[EXCERPTED TEXT]
Local reads are fast enough, but the additional interceptors and stage callbacks in (transactional) replicated mode seem to impact with the async interceptor stack a lot more than the classic one.
One thing that's different with the new interceptors is that invokeNext() doesn't call command.acceptVisitor(nextInterceptor) directly. Instead it calls nextInterceptor.visitCommand(), and the interceptor decides whether to use double-dispatch (by extending DDAsyncInterceptor) or another strategy.
In theory this allows us to use simpler interceptors, e.g. having just the methods visitReadCommand(), visitWriteCommand(), and visitTxCommand(). CallInterceptor already calls command.perform() for each command. For now, however, most interceptors extend DDAsyncInterceptor, and tx replicated reads are slower than in 9.0.0.Alpha0.
With transactions, the VisitableCommand.acceptVisitor( call site in DDAsyncInterceptor.visitCommand is megamorphic (since the initial preload uses put, prepare, and commit). Adding a special check in invokeNext() to invoke command.acceptVisitor(nextInterceptor) didn't help, but adding a special check for GetKeyValueCommand made a big difference on my machine:
|9.0.0.Alpha0 (CommandInterceptor)||4937351.255 ±(99.9%) 61665.164 ops/s|
|9.0.0.Beta1 (AsyncInterceptor)||4387466.151 ±(99.9%) 78665.887 ops/s|
||4247769.260 ±(99.9%) 133767.371 ops/s|
|master||4710798.986 ±(99.9%) 166062.177 ops/s|
|master with GKVC special case||5749357.895 ±(99.9%) 87338.878 ops/s|
[/EXCERPTED TEXT]
WORK ITEM A
Which methods does the interceptor post give as the only ones a simpler interceptor could have?
[DATA EXTRACTS]
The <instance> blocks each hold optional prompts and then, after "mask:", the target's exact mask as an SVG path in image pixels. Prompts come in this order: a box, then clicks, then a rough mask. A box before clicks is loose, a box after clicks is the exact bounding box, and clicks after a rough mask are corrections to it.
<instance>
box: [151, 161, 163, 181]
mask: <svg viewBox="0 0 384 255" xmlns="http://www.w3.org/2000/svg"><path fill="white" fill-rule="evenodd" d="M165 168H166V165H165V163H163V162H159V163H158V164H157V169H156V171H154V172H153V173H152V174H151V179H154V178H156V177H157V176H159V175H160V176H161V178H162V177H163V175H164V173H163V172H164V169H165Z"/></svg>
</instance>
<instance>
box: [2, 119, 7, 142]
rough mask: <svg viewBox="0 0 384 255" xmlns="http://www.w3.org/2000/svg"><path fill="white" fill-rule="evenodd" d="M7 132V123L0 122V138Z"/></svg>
[/DATA EXTRACTS]
[DATA EXTRACTS]
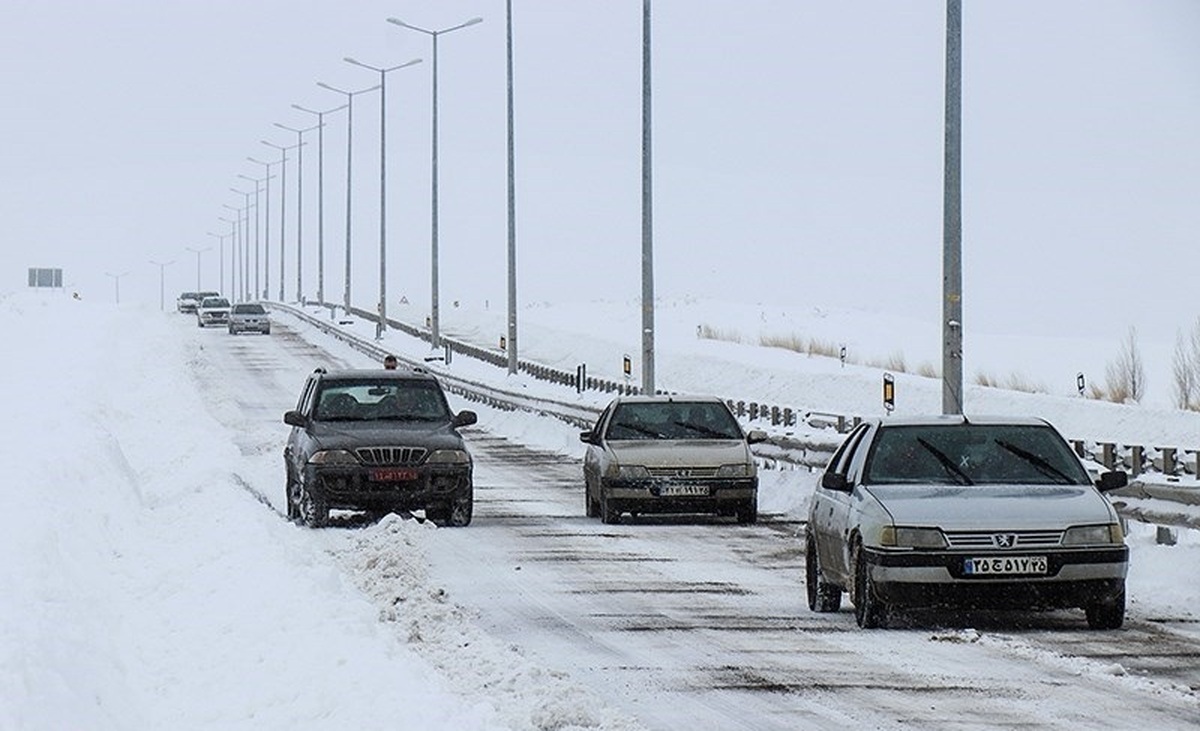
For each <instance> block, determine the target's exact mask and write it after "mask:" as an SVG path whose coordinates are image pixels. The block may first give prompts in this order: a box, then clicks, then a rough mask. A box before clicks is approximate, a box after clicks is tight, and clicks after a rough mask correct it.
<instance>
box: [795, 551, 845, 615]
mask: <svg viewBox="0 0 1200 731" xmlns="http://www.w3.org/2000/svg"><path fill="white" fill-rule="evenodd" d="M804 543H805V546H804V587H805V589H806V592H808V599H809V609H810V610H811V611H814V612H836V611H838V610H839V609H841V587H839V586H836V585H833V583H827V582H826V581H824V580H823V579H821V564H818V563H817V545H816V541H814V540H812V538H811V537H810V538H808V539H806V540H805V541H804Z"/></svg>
[/DATA EXTRACTS]
WORK ITEM B
Please collect every line in the rows that contains the word "prompts". Case counts.

WRITTEN SOLUTION A
visitReadCommand(), visitWriteCommand(), and visitTxCommand()

WRITTEN SOLUTION B
The <instance> blocks each hold optional prompts and then, after "mask:", the target's exact mask as an SVG path in image pixels. Prompts come in this order: a box, then clicks, then a rough mask. A box before clicks is loose, a box after clicks is the exact bounding box, and clicks after a rough mask are corrections to it.
For each <instance> block, determine the target's exact mask and write it after "mask:" as an SVG path whose coordinates are image pixels. The block may first give prompts in this order: a box, then clicks, then a rough mask. A box before clicks is approximate, a box after clicks is tight, and clicks after a rough mask correct it.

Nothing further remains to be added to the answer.